Challenge 1:
In the pole barn wood stove thread, which woodstove did Highbeam choose, and what did it cost?
Challenge 2:
Extend the pole barn wood stove thread, beginning right after its final line.

Document extract:
# Large wood stove in a pole barn....



## Ducky (Jun 12, 2016)

a few years ago I bought a stove 2x the size of the one in my sig..a big stove with blower heated my 2200 sq ft concrete block building, with 12' ceilings..with ease...like it was no problem leaving the 10x10' overhead door open for 20'minutes when it was 5F outside lol

With that said I moved to a new place with a 1650 sq ft pole barn with 18' ceilings...I need to create/insulate the ceiling/roof this summer

So should I go straight up and out?  Or should I go out a side and do a 90 angle?

I currently have 1/2" pex on 12" centers on 100' runs running through the new concrete floor I installed. Planning to possibly use a couple hot water tanks or maybe a used boiler running on propane.  However I have never used such a system and really don't want to have a problem so some help here would be appreciated


----------



## begreen (Jun 12, 2016)

Go straight up and locate the stove centrally if possible.


----------



## Highbeam (Jun 12, 2016)

Ducky said:


> a few years ago I bought a stove 2x the size of the one in my sig..a big stove with blower heated my 2200 sq ft concrete block building, with 12' ceilings..with ease...like it was no problem leaving the 10x10' overhead door open for 20'minutes when it was 5F outside lol
> 
> With that said I moved to a new place with a 1650 sq ft pole barn with 18' ceilings...I need to create/insulate the ceiling/roof this summer
> 
> ...



Whoa! I have your barn. l am the future you. Mine is 1800 sf, 14' ceiling, all insulated including 2" foam under the slab that has 1800 lf of 1/2" pex in it for future radiant heat.

First, on the radiant. It is extremely expensive and complicated to get that system running. Unless you are out there full time it's not worth it. My floor is ready but likely will never be used.

Stove. If you insist on a woodstove get the biggest plate steel model you can find. You will be running it hard all the time so you want a workhorse. Honestly, a wood furnace with or without ducting is smarter than a stove. And for several reasons the superior way to route the exhaust is vertically all the way through the roof. I chose a 600$ Englander nc30 woodstove since it is big, cheap, and has a great reputation. Wood furnaces weren't or aren't legal in Washington.

It would only cost you about 1000$ to hang a propane unit heater from the ceiling and be done with it if you are willing to use fossil fuel forced air heat.


----------



## Sconnie Burner (Jun 12, 2016)

Remeber if you use wood you will have to clean the chimney at least once if not twice a season. I would do a T and run up the outside if you don't like heights or have a slippery tin roof. Then you can clean from bottom up through the T. Not the best way but maybe safer. Especially if using a wood furnace as those tend to have more creosote isssues than an EPA stove that burns cleaner.

Another plan if budget isn't an issue: Hook up an outdoor wood boiler into the pex. Or atleast use a propane unit to maintain a temp and use the woodstove to warm things up the night before and during the weekends when you will be out there.


----------



## Highbeam (Jun 12, 2016)

Sconnie Burner said:


> Remeber if you use wood you will have to clean the chimney at least once if not twice a season. I would do a T and run up the outside if you don't like heights or have a slippery tin roof. Then you can clean from bottom up through the T. Not the best way but maybe safer. Especially if using a wood furnace as those tend to have more creosote isssues than an EPA stove that burns cleaner.

Data segment:
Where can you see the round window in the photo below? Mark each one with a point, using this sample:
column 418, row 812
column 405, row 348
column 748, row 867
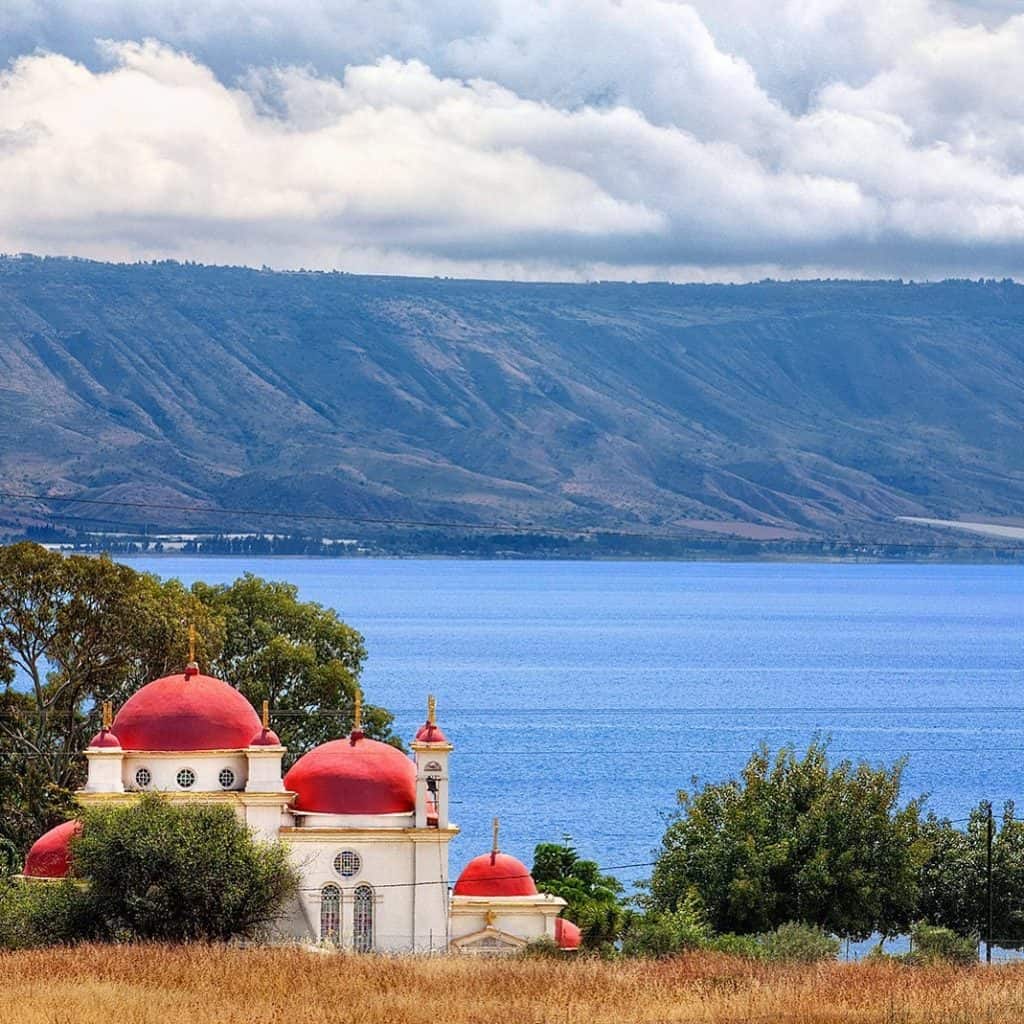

Expected output 1:
An Englander NC30, for $600.

Expected output 2:
> 
> Another plan if budget isn't an issue: Hook up an outdoor wood boiler into the pex. Or atleast use a propane unit to maintain a temp and use the woodstove to warm things up the night before and during the weekends when you will be out there.



Oh no, you just clean bottom up with a sooteater, easy peasy. Right through the open stove door or bottom of an interior tee if you have a rear vent stove. You should only have to go on the roof to clean a spark arrestor if you're silly enough to have one. 

There are now epa furnaces. Quite effective and much much lower cost than any sort of boiler.


----------



## begreen (Jun 12, 2016)

+1 to bottom up cleaning with a sooteater. Burn good dry wood and your chimney may end up with very little to clean.


----------



## Sconnie Burner (Jun 12, 2016)

Forgot about the sooteater. Yes, through the stove works if you don't pick one with fragile, or PIA, to remove baffle boards. And if it has a ceramic blanket, plan on replacing that every 2-3 years as they start to get fragile and degrade with each removal/handling.
An EPA furnace would be probably a better choice to push a good amount of heat and get you a better firebox volume for longer burns.


----------



## bholler (Jun 13, 2016)

Sconnie Burner said:


> Forgot about the sooteater. Yes, through the stove works if you don't pick one with fragile, or PIA, to remove baffle boards. And if it has a ceramic blanket, plan on replacing that every 2-3 years as they start to get fragile and degrade with each removal/handling.


You can also brush from the bottom.  And honestly I would suggest that everyone pull apart the interior of their stove annually.  If you don't when you need to take things apart to service or replace parts the chances of things coming apart without breaking are not very good.  When you put things back together coat the treads with high temp anti seize and things will come right apart the next year.   And if you pay attention you can easily pull ceramic fiber baffles without damaging them


----------



## Highbeam (Jun 13, 2016)

For giggles, pics of the stove in the shop plus my unused but ready pex heat in the slab.


----------



## begreen (Jun 13, 2016)

+1 to bottom up cleaning with a sooteater. Burn good dry wood and your chimney may end up with very little to clean.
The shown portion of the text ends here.